● **WORK REQUEST**: Each record below must be written out exactly as given.

[Records from a data collection]
--*--

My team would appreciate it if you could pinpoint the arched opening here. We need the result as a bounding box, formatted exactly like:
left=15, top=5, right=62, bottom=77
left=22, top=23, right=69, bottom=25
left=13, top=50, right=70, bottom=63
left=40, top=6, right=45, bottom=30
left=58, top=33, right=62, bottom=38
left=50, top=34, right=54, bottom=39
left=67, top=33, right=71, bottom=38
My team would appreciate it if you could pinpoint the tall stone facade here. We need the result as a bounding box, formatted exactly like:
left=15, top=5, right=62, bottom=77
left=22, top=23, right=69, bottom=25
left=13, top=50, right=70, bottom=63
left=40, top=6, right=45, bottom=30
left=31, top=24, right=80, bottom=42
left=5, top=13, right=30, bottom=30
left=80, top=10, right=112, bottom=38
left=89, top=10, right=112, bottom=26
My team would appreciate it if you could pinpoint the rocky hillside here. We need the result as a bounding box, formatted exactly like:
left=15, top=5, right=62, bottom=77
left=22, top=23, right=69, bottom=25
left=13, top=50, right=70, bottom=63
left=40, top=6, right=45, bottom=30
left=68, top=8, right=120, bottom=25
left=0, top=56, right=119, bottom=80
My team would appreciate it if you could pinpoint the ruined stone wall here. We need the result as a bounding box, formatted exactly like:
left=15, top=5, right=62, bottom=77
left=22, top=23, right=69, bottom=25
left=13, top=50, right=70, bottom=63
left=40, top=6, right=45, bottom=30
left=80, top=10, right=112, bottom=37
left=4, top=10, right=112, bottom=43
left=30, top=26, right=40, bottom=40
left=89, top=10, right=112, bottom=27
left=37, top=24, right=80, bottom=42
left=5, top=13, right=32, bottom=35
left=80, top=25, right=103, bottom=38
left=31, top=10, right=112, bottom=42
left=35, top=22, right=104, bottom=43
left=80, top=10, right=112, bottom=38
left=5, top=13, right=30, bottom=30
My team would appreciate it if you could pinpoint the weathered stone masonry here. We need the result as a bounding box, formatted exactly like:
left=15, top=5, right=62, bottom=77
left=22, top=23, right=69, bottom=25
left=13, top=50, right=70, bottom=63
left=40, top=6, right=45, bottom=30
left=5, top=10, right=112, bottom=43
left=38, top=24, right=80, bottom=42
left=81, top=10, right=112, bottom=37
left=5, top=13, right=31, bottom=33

--*--

● **EXERCISE RESPONSE**:
My team would appreciate it if you could pinpoint the arched opening here. We need the result as a bounding box, formatted exactly like:
left=15, top=5, right=62, bottom=77
left=22, top=23, right=69, bottom=25
left=13, top=50, right=70, bottom=63
left=40, top=6, right=45, bottom=30
left=58, top=33, right=62, bottom=38
left=50, top=34, right=54, bottom=39
left=67, top=33, right=71, bottom=38
My team would appreciate it if you could pinpoint the tall stone facade here. We need the result as a bounding box, formatted exactly like:
left=15, top=5, right=62, bottom=77
left=22, top=23, right=69, bottom=25
left=13, top=50, right=70, bottom=63
left=40, top=6, right=45, bottom=30
left=31, top=24, right=80, bottom=42
left=5, top=13, right=30, bottom=30
left=80, top=10, right=112, bottom=38
left=89, top=10, right=112, bottom=26
My team would appreciate it if you could pinpoint the rocky hillside here. We need the result as a bounding box, formatted exactly like:
left=15, top=5, right=62, bottom=77
left=22, top=23, right=69, bottom=25
left=13, top=50, right=70, bottom=63
left=40, top=6, right=45, bottom=30
left=68, top=8, right=120, bottom=25
left=0, top=56, right=119, bottom=80
My team would appreciate it if you could pinpoint the ruined stone wall here. We need the result as a bounding box, formatted exactly like:
left=15, top=5, right=62, bottom=77
left=22, top=23, right=69, bottom=25
left=13, top=50, right=70, bottom=63
left=40, top=6, right=45, bottom=30
left=80, top=10, right=112, bottom=37
left=4, top=10, right=112, bottom=43
left=30, top=26, right=40, bottom=40
left=89, top=10, right=112, bottom=27
left=37, top=24, right=80, bottom=42
left=5, top=13, right=32, bottom=35
left=80, top=25, right=103, bottom=38
left=31, top=10, right=112, bottom=42
left=35, top=22, right=104, bottom=43
left=80, top=10, right=112, bottom=38
left=5, top=13, right=30, bottom=30
My team would appreciate it if you could pinpoint the weathered stone masonry here. We need the result as a bounding box, formatted exactly like:
left=15, top=5, right=62, bottom=77
left=22, top=23, right=69, bottom=25
left=13, top=50, right=70, bottom=63
left=40, top=6, right=45, bottom=30
left=5, top=10, right=112, bottom=43
left=38, top=24, right=80, bottom=42
left=81, top=10, right=112, bottom=37
left=5, top=13, right=31, bottom=33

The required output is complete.